**EXERCISE DETAILS**:
Exactly as written, output each of the entries below.

**RECORDS SUPPLIED**:
++++++

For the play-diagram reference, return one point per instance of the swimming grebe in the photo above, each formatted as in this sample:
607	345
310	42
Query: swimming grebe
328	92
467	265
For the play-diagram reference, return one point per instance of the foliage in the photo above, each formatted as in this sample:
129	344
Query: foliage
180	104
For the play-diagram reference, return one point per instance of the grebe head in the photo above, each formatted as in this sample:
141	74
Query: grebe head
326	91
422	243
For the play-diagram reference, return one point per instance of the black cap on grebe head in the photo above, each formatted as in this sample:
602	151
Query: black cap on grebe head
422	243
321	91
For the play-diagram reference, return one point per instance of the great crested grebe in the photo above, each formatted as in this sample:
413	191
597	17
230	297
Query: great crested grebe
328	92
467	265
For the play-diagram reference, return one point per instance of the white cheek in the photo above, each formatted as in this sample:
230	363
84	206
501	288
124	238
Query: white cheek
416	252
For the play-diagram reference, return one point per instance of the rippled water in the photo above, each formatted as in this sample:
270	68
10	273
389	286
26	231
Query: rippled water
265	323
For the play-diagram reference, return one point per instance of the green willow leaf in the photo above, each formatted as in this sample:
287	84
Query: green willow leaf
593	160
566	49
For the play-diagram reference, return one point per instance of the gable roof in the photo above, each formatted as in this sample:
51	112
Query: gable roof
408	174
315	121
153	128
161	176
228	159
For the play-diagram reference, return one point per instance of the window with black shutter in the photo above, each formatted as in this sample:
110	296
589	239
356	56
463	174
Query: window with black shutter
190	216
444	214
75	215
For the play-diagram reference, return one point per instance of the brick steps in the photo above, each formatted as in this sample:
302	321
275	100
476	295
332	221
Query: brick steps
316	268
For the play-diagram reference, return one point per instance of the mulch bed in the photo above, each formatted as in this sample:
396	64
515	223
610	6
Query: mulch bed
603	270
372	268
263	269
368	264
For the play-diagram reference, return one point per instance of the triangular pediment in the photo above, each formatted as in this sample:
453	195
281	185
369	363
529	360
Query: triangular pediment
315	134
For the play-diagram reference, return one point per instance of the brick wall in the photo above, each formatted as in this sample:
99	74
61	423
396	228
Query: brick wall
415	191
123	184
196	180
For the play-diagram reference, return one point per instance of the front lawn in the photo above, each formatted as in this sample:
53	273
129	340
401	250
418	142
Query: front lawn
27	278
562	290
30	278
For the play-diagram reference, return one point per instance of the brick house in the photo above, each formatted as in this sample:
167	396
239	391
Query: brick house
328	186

++++++

**SOLUTION TO THE PROBLEM**:
For the play-diagram reference, return one point per instance of the swimming grebe in the photo above, each formatted as in this sample:
607	345
310	42
Query: swimming grebe
328	92
467	265
For the play-diagram reference, return one point per instance of the foliage in the photo above, each formatted as in this sample:
129	344
Query: foliage
180	104
For the play-diagram reference, return one point per instance of the grebe head in the photo above, each formatted as in this sample:
141	74
Query: grebe head
326	91
422	243
For the play-diagram reference, return one point per instance of the black cap on grebe head in the photo above, each formatted as in this sample:
602	151
Query: black cap on grebe head
422	243
321	91
For the play-diagram reference, return one point per instance of the great crested grebe in the photo above, each formatted as in this sample:
413	191
597	17
230	297
Query: great crested grebe
328	92
467	265
For the play-diagram reference, return one point per instance of the white cheek in the photo above, each formatted as in this sample:
230	363
84	206
501	288
124	238
Query: white cheek
416	252
For the play-diagram reference, return one point per instance of the rippled water in the photo above, each formatted as in this sample:
270	68
10	273
389	286
26	231
Query: rippled water
265	323
For the play-diagram reference, return one point per instance of the green willow leaf in the photo above, each formatted as in this sample:
287	84
Query: green willow leaf
593	160
566	49
For the play-diagram reference, return one point per instance of the gable roof in the photo above, each formatted as in this sample:
51	112
Query: gable roof
408	174
315	121
153	128
161	176
228	159
For the play-diagram reference, return one point per instance of the window with black shutter in the photo above, each formatted as in this sample:
110	296
589	239
356	56
463	174
Query: window with black shutter
190	216
444	214
75	215
For the play-diagram reference, return one point per instance of the brick steps in the photo above, each formatted as in this sample:
302	321
275	100
476	295
332	221
Query: brick steps
316	268
For the play-diagram reference, return one point per instance of the mulch bed in the photo above, each formatted as in this sample:
396	64
515	223
610	6
Query: mulch bed
603	270
372	268
263	269
368	264
For the play-diagram reference, return one point per instance of the triangular pediment in the photo above, each formatted as in this sample:
453	195
281	185
369	363
529	360
Query: triangular pediment
315	134
For the play-diagram reference, return one point per instance of the brick wall in the photo above, each formatted as in this sample:
99	74
61	423
396	228
Query: brick wall
415	191
123	184
196	180
For the play-diagram reference, return one point per instance of the front lawn in the photo above, each formatted as in this sample:
53	273
129	340
401	250
418	142
Query: front lawn
27	278
562	290
30	278
For the play-diagram reference, return one point per instance of the brick house in the photo above, each formatted as in this sample:
167	396
239	391
Query: brick house
328	186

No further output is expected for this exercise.